[ABOUT THIS TASK]
Give the records below again, exactly as they appear.

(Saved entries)
##############################

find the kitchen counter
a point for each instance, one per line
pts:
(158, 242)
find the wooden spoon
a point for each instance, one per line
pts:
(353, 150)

##############################

[EXERCISE RESULT]
find the kitchen counter
a point for each instance, one per line
pts:
(158, 242)
find the wooden spoon
a point for each instance, one per line
pts:
(353, 150)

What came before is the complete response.